== Source document ==
=-=-=-=-=

Hi,

Until now we didn't consider (pre-existing) uses of vsetvl's destination
registers when computing transparency for vsetvl LCM.  In rare instances,
this can lead to hoisting vsetvls beyond blocks that have uses on such
registers.

We already check transparency when hoisting but here LCM computes edge
insertion points.

For vsetvl a5,zero,e16,m1 in BB 65 we have the following, not
particularly uncommon, situation:

                BB 63
                 |  \
                 |   \
                 |    \
                 v     |
                BB 64  |
                 |     |
                 |    /
                 |   /
                 | /
                 v
                BB 65

BB 64 uses a5, so is not transparent with respect to the vsetvl.
BB 63 -> BB 65 is an edge LCM computes as earliest.

=-=-=-=-=

(Entries for pointing and labeling)
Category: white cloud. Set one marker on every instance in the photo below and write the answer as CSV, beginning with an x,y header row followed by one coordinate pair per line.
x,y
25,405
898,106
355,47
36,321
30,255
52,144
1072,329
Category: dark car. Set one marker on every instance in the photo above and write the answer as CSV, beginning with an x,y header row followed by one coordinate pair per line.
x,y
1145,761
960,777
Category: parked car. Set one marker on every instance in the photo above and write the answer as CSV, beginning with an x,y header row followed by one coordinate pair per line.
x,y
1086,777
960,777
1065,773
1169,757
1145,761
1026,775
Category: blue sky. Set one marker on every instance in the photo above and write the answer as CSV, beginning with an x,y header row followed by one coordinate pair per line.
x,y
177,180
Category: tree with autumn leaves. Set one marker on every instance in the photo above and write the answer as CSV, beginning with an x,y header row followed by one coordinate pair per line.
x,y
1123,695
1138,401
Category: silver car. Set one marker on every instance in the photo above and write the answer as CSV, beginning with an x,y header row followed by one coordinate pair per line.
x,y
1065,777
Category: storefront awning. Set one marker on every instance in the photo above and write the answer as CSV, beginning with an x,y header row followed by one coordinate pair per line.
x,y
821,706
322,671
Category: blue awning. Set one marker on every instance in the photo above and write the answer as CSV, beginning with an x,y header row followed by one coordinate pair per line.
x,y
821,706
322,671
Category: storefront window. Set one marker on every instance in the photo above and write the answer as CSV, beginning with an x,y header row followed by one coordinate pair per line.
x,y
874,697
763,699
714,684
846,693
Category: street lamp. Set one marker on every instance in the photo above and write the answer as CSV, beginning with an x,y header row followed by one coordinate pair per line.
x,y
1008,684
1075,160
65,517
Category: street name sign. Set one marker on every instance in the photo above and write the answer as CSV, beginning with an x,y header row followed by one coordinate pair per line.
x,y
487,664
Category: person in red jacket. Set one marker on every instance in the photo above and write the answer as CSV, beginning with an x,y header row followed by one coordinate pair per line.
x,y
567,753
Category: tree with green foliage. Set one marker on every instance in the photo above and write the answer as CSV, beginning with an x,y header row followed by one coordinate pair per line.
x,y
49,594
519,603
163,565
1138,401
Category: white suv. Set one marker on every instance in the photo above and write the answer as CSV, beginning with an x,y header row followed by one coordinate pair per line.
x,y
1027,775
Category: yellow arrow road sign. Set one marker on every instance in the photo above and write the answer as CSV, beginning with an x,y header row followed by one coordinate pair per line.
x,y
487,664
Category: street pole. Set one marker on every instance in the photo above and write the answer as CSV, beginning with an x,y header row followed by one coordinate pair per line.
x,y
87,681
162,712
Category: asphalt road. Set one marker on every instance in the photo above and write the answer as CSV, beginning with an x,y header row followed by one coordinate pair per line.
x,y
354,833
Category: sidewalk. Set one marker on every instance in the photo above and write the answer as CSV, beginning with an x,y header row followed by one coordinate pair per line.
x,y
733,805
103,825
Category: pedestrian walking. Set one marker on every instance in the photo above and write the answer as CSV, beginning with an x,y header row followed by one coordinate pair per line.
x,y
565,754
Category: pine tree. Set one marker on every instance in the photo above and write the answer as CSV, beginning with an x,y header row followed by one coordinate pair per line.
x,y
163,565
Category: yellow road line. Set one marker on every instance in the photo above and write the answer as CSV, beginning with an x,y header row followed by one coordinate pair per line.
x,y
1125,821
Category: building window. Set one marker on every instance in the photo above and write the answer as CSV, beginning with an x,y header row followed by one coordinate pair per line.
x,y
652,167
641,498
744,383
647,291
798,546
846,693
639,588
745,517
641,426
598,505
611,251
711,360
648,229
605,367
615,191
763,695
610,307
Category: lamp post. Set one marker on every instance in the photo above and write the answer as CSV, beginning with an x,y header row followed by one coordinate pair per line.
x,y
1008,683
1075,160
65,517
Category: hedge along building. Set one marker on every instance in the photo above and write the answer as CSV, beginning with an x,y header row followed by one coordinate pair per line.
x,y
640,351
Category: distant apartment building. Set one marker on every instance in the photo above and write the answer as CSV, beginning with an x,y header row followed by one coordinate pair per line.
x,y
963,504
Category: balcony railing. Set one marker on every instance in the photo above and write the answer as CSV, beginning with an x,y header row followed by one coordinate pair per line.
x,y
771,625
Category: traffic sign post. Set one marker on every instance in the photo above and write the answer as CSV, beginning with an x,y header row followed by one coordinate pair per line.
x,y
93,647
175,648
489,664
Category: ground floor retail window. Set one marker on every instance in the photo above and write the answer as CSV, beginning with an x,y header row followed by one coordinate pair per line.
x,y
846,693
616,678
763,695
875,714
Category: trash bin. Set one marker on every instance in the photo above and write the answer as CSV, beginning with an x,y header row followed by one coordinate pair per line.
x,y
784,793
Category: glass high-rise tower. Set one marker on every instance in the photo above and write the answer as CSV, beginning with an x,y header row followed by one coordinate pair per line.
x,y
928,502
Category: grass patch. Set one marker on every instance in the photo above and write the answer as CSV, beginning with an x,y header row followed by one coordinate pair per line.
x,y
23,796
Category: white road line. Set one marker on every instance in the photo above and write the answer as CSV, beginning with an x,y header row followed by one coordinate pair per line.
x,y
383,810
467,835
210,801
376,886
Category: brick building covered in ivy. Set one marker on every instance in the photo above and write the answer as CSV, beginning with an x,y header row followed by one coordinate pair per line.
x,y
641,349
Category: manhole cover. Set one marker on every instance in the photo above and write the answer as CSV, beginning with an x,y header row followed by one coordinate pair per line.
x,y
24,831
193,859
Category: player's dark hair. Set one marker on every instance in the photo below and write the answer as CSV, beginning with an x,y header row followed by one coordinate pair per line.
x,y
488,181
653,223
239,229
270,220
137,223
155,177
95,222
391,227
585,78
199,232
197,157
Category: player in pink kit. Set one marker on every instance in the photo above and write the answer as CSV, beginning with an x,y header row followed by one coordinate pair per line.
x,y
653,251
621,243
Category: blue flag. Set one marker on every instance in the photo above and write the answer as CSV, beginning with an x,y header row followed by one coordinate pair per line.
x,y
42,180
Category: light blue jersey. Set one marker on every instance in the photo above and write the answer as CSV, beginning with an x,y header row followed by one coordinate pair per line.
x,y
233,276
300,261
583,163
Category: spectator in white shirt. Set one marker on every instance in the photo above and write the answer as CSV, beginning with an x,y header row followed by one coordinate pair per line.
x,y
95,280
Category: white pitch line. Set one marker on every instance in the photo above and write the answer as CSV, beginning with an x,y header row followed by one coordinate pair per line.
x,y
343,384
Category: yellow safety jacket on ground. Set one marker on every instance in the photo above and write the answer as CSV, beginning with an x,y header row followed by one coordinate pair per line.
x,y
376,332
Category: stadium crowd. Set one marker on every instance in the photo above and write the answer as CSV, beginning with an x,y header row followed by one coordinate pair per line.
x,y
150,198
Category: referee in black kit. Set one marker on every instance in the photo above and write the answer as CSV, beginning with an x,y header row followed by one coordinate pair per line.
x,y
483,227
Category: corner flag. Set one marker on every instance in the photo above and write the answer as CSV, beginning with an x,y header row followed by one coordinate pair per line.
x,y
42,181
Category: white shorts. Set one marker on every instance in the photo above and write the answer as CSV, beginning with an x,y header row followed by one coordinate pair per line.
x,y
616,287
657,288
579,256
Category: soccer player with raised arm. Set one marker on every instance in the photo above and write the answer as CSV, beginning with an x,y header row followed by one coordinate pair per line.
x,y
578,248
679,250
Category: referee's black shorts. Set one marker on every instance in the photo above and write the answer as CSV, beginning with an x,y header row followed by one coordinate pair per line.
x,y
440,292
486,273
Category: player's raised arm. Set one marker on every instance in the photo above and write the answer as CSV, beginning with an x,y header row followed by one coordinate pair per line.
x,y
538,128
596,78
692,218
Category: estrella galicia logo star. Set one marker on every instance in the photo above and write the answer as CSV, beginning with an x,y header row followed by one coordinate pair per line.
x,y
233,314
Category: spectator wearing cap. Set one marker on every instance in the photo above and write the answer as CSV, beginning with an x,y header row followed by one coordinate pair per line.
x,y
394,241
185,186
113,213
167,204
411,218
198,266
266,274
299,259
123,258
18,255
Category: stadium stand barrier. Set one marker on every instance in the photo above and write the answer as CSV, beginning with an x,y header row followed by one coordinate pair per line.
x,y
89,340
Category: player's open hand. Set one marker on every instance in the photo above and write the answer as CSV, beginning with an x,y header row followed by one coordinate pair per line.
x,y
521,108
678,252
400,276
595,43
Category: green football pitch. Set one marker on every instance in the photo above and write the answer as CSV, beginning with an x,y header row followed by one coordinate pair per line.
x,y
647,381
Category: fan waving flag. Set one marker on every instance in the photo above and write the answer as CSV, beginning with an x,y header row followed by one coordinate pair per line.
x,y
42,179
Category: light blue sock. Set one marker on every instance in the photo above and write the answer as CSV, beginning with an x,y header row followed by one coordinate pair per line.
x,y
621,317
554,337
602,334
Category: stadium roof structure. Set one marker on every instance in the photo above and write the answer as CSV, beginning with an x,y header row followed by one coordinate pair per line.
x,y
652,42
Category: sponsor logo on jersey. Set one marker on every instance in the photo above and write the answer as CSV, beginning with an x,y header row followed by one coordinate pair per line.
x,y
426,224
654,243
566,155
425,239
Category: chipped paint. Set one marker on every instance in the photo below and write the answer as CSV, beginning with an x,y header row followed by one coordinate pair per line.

=-=-=-=-=

== What to do ==
1. Summarize the note on vsetvl transparency in two sentences.
2. Write a continuation of the note on vsetvl transparency that picks up after its final sentence.

== Answers for the tasks ==
1. Until now, pre-existing uses of a vsetvl's destination registers were not considered when computing transparency for vsetvl LCM, which in rare instances can hoist vsetvls beyond blocks that use those registers. For vsetvl a5,zero,e16,m1 in BB 65, BB 64 uses a5 and so is not transparent with respect to the vsetvl, yet LCM computes the edge BB 63 -> BB 65 as earliest.

2.
But we're not inserting the vsetvl on just that edge like in regular LCM
where we could have a new block along that edge but instead insert it at
the end of BB 63.  At that point, though, the other outgoing edges and
successor blocks have to be considered as well.

The patch is two-fold.  It adds a new bitmap m_reg_use_loc that keeps
track of uses of vsetvl destinations, rather than just new definitions
and adds them to the transparency bitmap.  This correct LCM's
computations with respect to uses.  Then, as described above, it
prevents hoisting into the target block (BB 63) if the vsetvl's
destination register is used outside of vsetvls in any other
successor (BB 64).

In regular, non-speculating LCM we would be able to just check ANTOUT but
as we are hoisting speculatively this won't work.  We don't require all
successors to have a vsetvl in order to hoist it to a block.
Therefore the patch computes reaching definitions for all vsetvl's
destination registers up to their AVL uses.  Knowing a block's live-in
and the reaching definitions we can deduce that a use must be non-vsetvl
and prone to clobbering.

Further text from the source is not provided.